_Task statement:_
From the network policy thread, reproduce the part starting at "Comment 22 Samuel" and ending at "work in 3.11.", replacing "sample" with "snippet".

_Source passage:_
+ + + + +

The latest testing results show, the problem only happened when migrating from multitenant to networkpolicy, tested in v3.11.141

Comment 17 zhaozhanqi 2019-09-06 02:02:26 UTC

namespace + pod selector should be added from 4.0, so it should be worked in 3.11 I remember.

Comment 18 zhaozhanqi 2019-09-06 02:03:21 UTC

(In reply to zhaozhanqi from comment #17)
> namespace + pod selector should be added from 4.0, so it should be worked in
> 3.11 I remember.

sorry, typo 'it should NOT be worked in 3.11'

Comment 20 Samuel 2019-09-06 10:22:45 UTC

(In reply to zhaozhanqi from comment #17)
> namespace + pod selector should be added from 4.0, so it should be worked in
> 3.11 I remember.



Indeed, the following snippet, taken from k8s docs, won't work ocp 3.x:

kind: NetworkPolicy
apiVersion: networking.k8s.io/v1
metadata:
  name: allow-from-default-namespace
spec:
  podSelector:
  ingress:
  - from:
    - namespaceSelector:
        matchLabels:
          name: default
      podSelector:
        matchLabels:
          name: pod-in-default-namespace


And I think that's what our doc means, when it is said podSelector can not be used in combination with namespaceSelector.

Now, I'm pretty sure the following should work, as it is mentioned in 3.11 docs - and I already used it with other customers running 3.10+:

kind: NetworkPolicy
apiVersion: networking.k8s.io/v1
metadata:
  name: allow-from-default-namespace
spec:
  podSelector:
  ingress:
  - from:
    - namespaceSelector:
        matchLabels:
          name: default


Regards.

Comment 21 David Caldwell 2019-09-06 10:35:01 UTC

@Samuel
zhaozhanqi corrected that to 'it should NOT be worked in 3.11'

Comment 22 Samuel 2019-09-06 11:17:45 UTC

understood, and I'd rather make sure it is clear that the sample we're having issues with should work.

Despite using podSelector alongside namespaceSelector, this is a case that should work in 3.11.

+ + + + +

_Rows:_
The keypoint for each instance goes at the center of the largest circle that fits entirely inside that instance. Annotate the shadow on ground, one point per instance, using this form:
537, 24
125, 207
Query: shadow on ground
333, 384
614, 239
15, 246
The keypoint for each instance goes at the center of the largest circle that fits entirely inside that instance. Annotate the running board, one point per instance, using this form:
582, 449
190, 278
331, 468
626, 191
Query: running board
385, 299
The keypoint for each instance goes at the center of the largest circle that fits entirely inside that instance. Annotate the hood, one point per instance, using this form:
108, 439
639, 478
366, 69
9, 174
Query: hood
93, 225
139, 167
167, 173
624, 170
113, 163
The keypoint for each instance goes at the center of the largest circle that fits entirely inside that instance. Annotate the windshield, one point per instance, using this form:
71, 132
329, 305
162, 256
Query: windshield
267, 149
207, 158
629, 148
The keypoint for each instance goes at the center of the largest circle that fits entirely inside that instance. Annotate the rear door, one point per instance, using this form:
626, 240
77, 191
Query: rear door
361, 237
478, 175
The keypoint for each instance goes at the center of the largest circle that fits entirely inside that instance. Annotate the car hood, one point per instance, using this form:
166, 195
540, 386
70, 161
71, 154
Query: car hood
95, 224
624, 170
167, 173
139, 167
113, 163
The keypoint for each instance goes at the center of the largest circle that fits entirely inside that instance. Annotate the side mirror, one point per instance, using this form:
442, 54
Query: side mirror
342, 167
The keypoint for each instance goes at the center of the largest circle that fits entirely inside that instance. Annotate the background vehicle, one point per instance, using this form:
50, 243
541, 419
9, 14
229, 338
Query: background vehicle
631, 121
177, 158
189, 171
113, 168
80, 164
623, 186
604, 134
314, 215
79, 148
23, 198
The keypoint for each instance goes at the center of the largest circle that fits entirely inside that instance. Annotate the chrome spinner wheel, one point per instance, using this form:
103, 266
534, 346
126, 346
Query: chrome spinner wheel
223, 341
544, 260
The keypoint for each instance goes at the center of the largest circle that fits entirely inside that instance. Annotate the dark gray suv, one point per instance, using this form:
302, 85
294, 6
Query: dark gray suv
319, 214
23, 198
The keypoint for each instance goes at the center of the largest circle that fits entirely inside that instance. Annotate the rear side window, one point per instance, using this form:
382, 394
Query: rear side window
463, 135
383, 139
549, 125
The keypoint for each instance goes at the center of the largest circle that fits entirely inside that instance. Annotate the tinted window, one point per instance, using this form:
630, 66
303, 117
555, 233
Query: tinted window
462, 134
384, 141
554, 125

+ + + + +

_Right answer:_
Comment 22 Samuel 2019-09-06 11:17:45 UTC

understood, and I'd rather make sure it is clear that the snippet we're having issues with should work.

Despite using podSelector alongside namespaceSelector, this is a case that should work in 3.11.